:: Do this ::
Lines before the one containing "Could you kindly segment every instance of the wooden" are excluded; reproduce that line and all lines after it in the entries below, exactly.

:: Input rows ::

= = =

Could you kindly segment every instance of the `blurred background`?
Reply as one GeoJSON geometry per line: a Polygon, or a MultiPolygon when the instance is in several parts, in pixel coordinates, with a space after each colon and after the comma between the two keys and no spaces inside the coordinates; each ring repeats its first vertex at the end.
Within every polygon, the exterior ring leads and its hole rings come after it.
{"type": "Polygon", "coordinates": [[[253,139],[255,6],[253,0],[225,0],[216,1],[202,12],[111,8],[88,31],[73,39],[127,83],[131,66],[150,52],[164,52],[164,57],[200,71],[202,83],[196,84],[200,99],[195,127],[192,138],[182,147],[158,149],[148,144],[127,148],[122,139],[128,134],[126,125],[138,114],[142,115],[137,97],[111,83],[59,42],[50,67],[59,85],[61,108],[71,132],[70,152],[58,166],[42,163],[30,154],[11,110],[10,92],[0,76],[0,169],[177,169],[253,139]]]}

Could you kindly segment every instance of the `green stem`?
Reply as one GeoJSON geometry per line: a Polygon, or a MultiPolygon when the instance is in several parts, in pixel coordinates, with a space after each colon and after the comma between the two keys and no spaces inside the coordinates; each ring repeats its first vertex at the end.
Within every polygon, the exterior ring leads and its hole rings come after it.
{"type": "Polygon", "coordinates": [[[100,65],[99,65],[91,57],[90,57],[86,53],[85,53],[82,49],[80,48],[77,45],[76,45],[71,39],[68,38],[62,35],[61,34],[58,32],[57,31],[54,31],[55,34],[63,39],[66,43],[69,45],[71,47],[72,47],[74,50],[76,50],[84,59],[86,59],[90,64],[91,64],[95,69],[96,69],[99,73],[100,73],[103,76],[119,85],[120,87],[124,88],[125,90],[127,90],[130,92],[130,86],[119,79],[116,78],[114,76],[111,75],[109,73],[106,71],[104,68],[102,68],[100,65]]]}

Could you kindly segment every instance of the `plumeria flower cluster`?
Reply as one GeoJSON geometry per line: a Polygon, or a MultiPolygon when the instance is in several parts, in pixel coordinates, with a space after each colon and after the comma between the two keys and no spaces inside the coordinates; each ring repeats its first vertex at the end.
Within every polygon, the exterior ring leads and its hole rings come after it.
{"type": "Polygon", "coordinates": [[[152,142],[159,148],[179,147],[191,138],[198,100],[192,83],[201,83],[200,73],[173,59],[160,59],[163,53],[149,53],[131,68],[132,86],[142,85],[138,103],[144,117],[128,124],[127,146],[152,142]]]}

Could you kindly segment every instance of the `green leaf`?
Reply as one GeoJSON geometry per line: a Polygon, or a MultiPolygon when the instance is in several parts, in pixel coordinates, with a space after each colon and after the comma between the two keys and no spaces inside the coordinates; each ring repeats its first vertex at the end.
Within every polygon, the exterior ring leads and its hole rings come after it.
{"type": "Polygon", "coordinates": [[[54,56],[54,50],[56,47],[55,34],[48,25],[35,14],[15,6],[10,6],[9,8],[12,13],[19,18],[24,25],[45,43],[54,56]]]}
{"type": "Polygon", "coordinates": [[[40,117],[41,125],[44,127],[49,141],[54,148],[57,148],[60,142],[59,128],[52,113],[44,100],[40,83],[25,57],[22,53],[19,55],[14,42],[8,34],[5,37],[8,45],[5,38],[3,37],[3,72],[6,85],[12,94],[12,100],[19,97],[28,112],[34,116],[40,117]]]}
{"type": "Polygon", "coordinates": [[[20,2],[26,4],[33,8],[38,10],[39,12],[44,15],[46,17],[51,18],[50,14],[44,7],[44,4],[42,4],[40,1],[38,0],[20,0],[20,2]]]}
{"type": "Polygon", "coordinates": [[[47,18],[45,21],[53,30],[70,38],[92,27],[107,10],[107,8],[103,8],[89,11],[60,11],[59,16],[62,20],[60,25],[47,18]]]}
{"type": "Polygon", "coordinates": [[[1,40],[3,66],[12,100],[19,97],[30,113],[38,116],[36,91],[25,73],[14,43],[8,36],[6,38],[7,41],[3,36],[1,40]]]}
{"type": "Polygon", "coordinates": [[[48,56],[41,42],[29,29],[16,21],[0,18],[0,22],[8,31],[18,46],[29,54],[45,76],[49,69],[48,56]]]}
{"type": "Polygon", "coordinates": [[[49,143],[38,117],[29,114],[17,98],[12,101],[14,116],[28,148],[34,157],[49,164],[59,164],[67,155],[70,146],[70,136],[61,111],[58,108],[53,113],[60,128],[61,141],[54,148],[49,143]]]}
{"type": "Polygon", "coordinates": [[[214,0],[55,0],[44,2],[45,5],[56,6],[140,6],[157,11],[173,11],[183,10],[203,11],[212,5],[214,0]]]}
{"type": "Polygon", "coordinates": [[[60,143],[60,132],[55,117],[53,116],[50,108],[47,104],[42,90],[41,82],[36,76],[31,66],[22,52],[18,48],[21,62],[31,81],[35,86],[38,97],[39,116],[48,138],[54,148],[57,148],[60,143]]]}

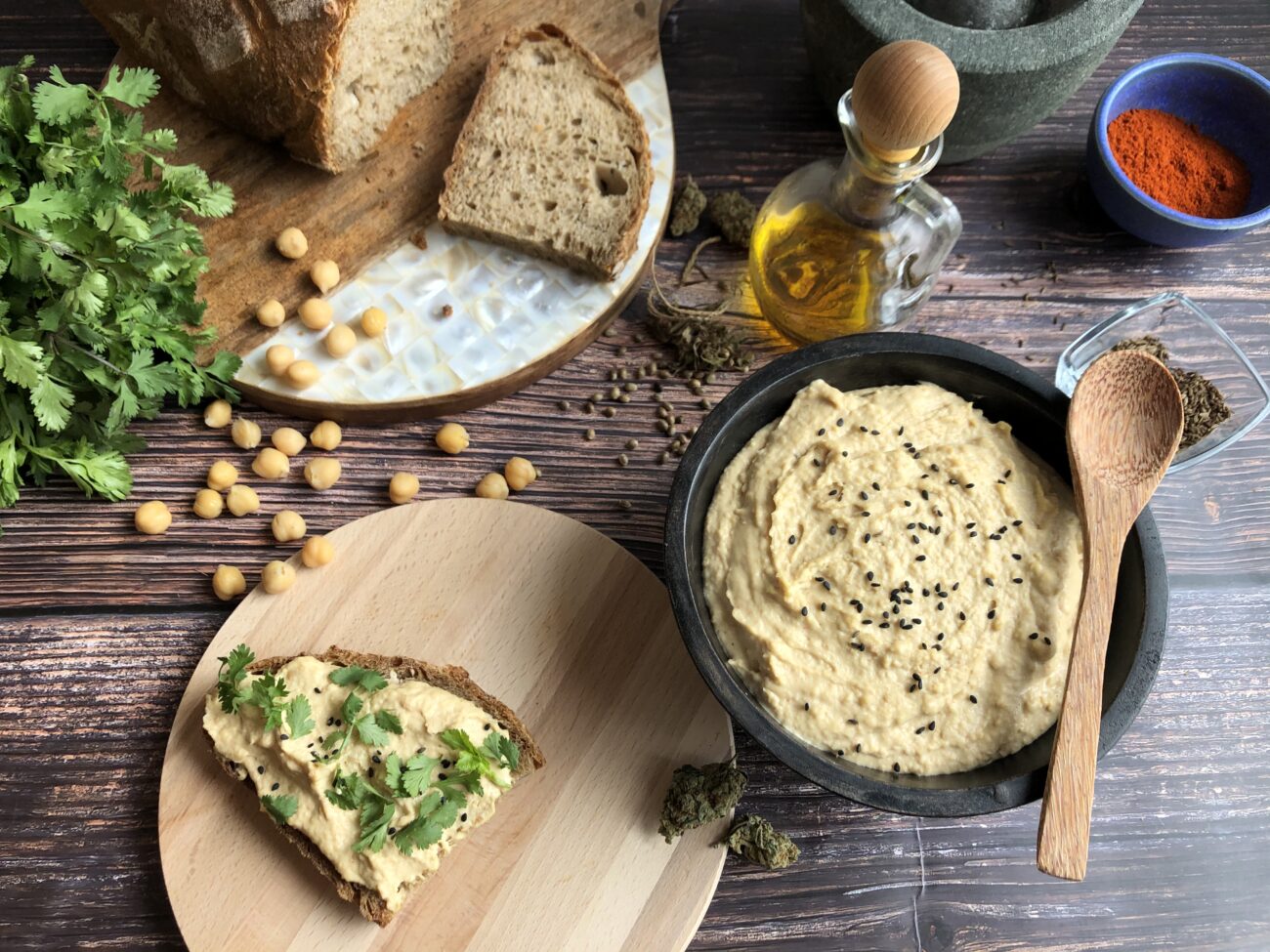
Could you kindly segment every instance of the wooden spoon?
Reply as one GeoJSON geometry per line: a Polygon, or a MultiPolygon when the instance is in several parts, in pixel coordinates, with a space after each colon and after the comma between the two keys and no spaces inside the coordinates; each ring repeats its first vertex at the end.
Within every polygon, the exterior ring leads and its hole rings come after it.
{"type": "Polygon", "coordinates": [[[1085,589],[1036,835],[1036,866],[1050,876],[1085,878],[1102,666],[1120,553],[1181,435],[1177,383],[1160,360],[1140,350],[1104,354],[1072,395],[1067,454],[1085,528],[1085,589]]]}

= = =

:: Solution ::
Could you kindly segment every instance of the wooden spoon?
Reply as one GeoJSON geometry per line: a Polygon, or a MultiPolygon when the instance is in several parts, in pixel coordinates, with a space after each colon and after the comma between the two keys and no spaces inside the coordinates; each ring repeats its first vertex at the end.
Within every polygon, the exterior ring leads and its hole rings come after it.
{"type": "Polygon", "coordinates": [[[1085,589],[1036,835],[1036,866],[1050,876],[1085,878],[1102,666],[1120,553],[1181,435],[1177,383],[1160,360],[1140,350],[1104,354],[1072,395],[1067,454],[1085,528],[1085,589]]]}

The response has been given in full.